## PROBLEMA POSTO A:
Ricopia tale e quale il tratto dei record che va dalla riga contenente "Task: find each instance of the chrome" fino alla fine dei record, con entrambi gli estremi inclusi.

## ESTRATTO DEL TESTO:
══════════════════════════════

Così comincia l’appello dei conduttori e abbonati della radio che poi daranno vita a RCdCViva. Nella lettera-appello si critica duramente la mancanza di un esplicito invito alla partecipazione per reagire al momento difficile di una radio sempre più in balia della regia automatica, e proprio in un momento in cui a migliaia di ascoltatori e a decine di volontari si fa sentire il vuoto lasciato da Piero Santi e Giusi Marcante, nonché l’incertezza sul futuro amplificata dall’assenza totale dell’editore.

La linea d’attacco di RCdCViva è esplicita: una radio libera non è solo fornitura di un servizio ma anche comunità plurale «che riflette aspettative e livelli di partecipazione diffusi e differenziati, che non possono essere ridotti a meri rapporti organizzativi verticali e aziendalistici, in cui c’è chi decide, chi esegue, chi ascolta e chi eventualmente poi sostiene».

L’appello pone interrogativi su investimenti, valorizzazione delle risorse interne, formazione di voci giovani, a fronte della drastica riduzione del monte di ore dedicate alla cultura nel palinsesto appena varato. RcdcViva rivendica una radio «schierata sulla prima linea dell’immaginario meno conformista, capace di informazione e musica di qualità, in cui l’identità, le competenze e le scelte artistiche devono rimanere indipendenti», evitando la tentazione di aderire alla «trita melassa mainstream dei grandi network», e quindi a scelte commerciali e omologanti antitetiche alla storia e allo stile di Radio Città del Capo.

Insomma, viene chiesto di aprire un tavolo di confronto su istanze diffuse e radicate, superando la sindrome del «bene, vi abbiamo ascoltato, grazie», ma soprattutto indicando l’istituzione del Comitato Editoriale come garanzia di autonomia e indipendenza del settore editoriale del gruppo cooperativo in raccordo con la comunità viva della radio. L’appello viene firmato da una ventina di conduttori di RCdC e da altre 150 persone in città, tra cui scrittori, giornalisti, intellettuali: Stefano Benni, Pino Cacucci, Valerio Evangelisti, Wu Ming, Sandro Mezzadra, Roy Menarini, Franco Berardi, Luca Alessandrini, e molti altri.

La risposta della controparte non si fa attendere ma, come alcuni avevano previsto, si dipana nella dimensione della relazione personale, con il chiaro intento di lavorare ai fianchi, o se vogliamo di minare il terreno in cui si muove l’istanza collettiva, ovviamente sgradita all’ «editore».

Il neo-direttore Riccardo Tagliati e il neo-caporedattore della radio, Giovanni Stinco – che firma le cronache de il Manifesto da Bologna – contattano telefonicamente i firmatari per verificare che non ci siano state «forzature», nonché per manifestare il proprio stupore e meraviglia per l’«essersi prestati» ecc. A quanto pare l’ordine di prima istanza è arginare, contenere, sanare, prima che l’iniziativa – ritenuta il frutto di una regia ostile – si allarghi in città.

══════════════════════════════

## DATI DI LAVORO:

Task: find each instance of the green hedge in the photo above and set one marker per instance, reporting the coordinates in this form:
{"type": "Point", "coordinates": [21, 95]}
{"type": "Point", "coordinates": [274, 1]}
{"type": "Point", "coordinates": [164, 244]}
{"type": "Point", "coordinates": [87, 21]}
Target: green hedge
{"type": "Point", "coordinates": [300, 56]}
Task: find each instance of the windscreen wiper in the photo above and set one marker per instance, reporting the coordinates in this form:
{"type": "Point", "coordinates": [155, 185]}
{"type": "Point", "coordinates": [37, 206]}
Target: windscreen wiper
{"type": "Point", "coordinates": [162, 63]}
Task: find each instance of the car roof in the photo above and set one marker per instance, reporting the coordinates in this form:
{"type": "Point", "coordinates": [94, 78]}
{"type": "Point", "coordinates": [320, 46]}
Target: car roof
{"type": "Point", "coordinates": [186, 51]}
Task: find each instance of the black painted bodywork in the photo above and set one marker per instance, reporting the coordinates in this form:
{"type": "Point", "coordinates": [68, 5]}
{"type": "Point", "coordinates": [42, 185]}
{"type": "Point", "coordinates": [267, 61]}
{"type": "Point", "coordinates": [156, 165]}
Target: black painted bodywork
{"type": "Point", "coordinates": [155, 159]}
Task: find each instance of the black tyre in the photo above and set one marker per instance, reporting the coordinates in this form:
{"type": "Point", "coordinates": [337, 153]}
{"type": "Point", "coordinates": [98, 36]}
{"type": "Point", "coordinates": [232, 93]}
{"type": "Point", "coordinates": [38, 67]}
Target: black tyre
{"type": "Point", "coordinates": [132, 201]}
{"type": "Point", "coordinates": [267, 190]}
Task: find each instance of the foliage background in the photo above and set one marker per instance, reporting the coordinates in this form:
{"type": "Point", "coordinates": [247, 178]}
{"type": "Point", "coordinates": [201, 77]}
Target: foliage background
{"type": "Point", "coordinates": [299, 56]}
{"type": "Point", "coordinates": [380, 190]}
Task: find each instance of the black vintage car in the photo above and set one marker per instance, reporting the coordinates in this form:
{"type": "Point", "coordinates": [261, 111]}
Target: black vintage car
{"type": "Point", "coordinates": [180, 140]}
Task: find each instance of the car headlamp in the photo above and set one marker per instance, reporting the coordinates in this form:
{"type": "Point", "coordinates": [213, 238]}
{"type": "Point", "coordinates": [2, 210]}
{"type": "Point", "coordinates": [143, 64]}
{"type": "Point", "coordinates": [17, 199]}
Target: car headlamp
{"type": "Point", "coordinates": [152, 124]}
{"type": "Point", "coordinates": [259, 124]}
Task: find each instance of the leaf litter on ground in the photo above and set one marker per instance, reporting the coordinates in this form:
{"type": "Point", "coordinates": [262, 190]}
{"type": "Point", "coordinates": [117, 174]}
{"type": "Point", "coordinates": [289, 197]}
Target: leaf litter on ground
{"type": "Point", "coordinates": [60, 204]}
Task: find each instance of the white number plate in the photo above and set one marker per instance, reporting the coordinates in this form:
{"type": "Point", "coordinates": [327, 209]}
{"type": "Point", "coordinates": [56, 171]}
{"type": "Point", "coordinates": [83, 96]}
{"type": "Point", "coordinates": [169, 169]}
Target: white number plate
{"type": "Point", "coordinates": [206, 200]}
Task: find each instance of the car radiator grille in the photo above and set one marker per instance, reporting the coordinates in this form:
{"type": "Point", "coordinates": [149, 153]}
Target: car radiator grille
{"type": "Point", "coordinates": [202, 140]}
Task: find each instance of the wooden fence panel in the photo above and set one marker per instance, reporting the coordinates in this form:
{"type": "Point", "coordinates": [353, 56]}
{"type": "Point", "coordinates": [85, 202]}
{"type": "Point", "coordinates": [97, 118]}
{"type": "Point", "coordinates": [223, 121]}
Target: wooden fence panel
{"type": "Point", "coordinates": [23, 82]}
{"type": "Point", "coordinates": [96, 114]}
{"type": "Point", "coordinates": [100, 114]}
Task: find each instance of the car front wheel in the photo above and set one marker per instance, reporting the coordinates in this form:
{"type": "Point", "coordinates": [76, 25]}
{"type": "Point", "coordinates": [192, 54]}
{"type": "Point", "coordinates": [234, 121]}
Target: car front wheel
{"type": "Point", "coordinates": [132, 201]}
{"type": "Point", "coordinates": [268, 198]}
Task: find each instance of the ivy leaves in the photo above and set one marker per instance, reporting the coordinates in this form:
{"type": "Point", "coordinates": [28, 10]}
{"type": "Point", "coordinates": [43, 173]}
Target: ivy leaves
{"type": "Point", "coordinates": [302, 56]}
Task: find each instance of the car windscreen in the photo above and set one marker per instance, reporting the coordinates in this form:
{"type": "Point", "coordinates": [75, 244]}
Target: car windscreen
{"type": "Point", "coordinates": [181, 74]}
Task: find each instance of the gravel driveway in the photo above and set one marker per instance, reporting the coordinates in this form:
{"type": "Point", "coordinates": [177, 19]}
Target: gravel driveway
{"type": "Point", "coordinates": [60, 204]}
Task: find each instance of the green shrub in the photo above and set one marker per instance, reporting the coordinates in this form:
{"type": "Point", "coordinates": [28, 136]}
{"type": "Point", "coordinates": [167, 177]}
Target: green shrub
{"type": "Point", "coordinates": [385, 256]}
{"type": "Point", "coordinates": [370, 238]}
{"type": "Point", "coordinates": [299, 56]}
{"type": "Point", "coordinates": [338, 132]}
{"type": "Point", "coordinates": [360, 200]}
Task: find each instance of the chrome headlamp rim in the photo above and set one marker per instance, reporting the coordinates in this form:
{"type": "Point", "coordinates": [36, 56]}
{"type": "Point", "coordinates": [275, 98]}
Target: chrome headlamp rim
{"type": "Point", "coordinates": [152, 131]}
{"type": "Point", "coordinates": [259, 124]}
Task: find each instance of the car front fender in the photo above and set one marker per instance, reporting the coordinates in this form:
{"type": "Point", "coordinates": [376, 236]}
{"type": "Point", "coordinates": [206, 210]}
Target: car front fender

══════════════════════════════

## PROBLEMA POSTO B:
Secondo l'estratto, da chi viene firmato l'appello?

## RISPOSTA A:
Task: find each instance of the chrome headlamp rim in the photo above and set one marker per instance, reporting the coordinates in this form:
{"type": "Point", "coordinates": [36, 56]}
{"type": "Point", "coordinates": [275, 98]}
Target: chrome headlamp rim
{"type": "Point", "coordinates": [152, 131]}
{"type": "Point", "coordinates": [259, 124]}
Task: find each instance of the car front fender in the photo above and set one marker per instance, reporting the coordinates in this form:
{"type": "Point", "coordinates": [376, 236]}
{"type": "Point", "coordinates": [206, 210]}
Target: car front fender

## RISPOSTA B:
Da una ventina di conduttori di RCdC e da altre 150 persone in città.